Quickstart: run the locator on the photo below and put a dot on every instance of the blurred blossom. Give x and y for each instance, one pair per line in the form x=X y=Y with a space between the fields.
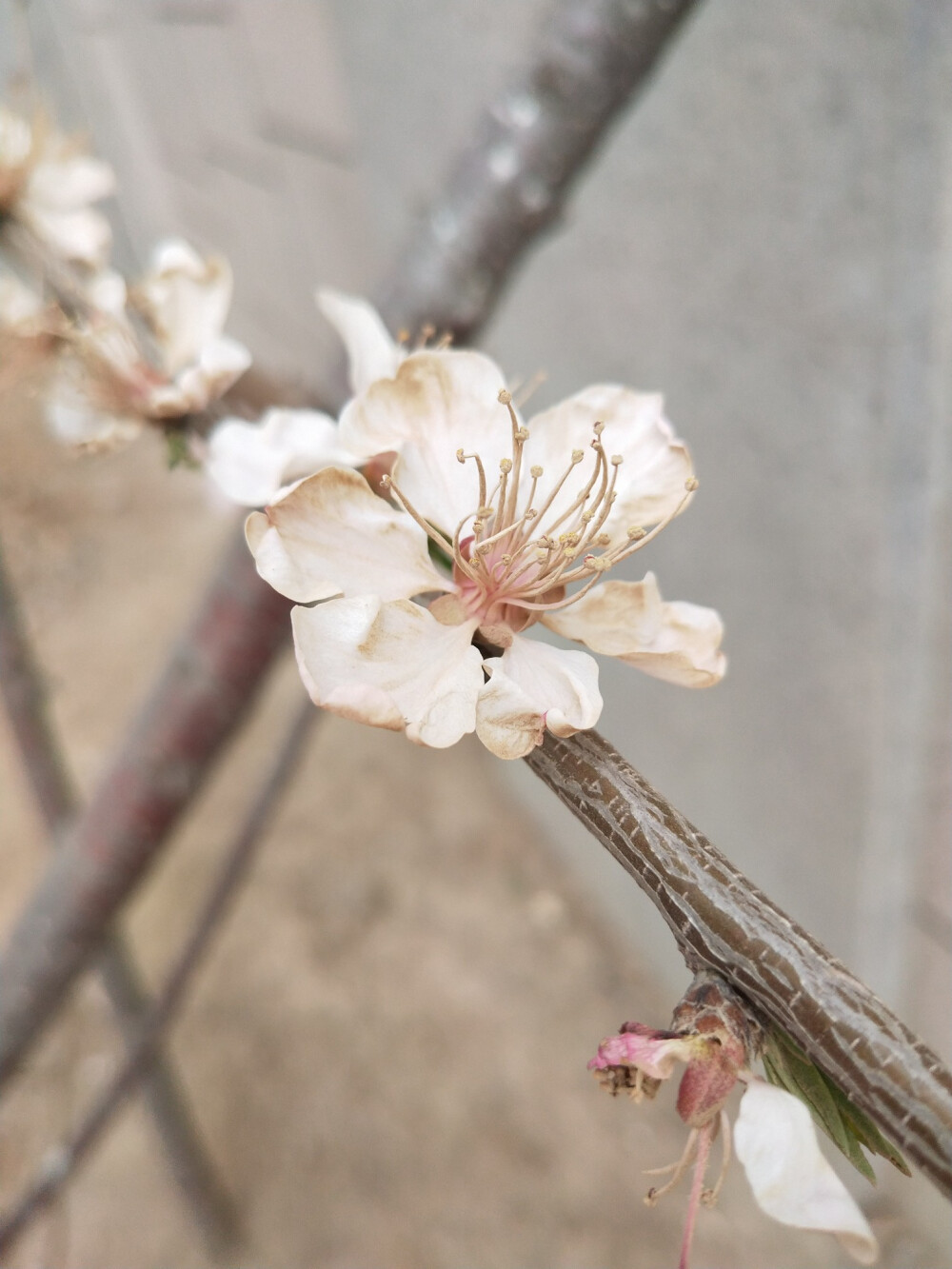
x=49 y=183
x=254 y=464
x=490 y=526
x=152 y=354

■ **Prompt**:
Report each line of the items above that contains the word "form", copying the line in full.

■ **Exercise result**:
Quickstart: run the locator on the photo below and put a dot on every instance of the blurred blossom. Give x and y for each instance, one pair per line in the form x=X y=Y with a space between the fields.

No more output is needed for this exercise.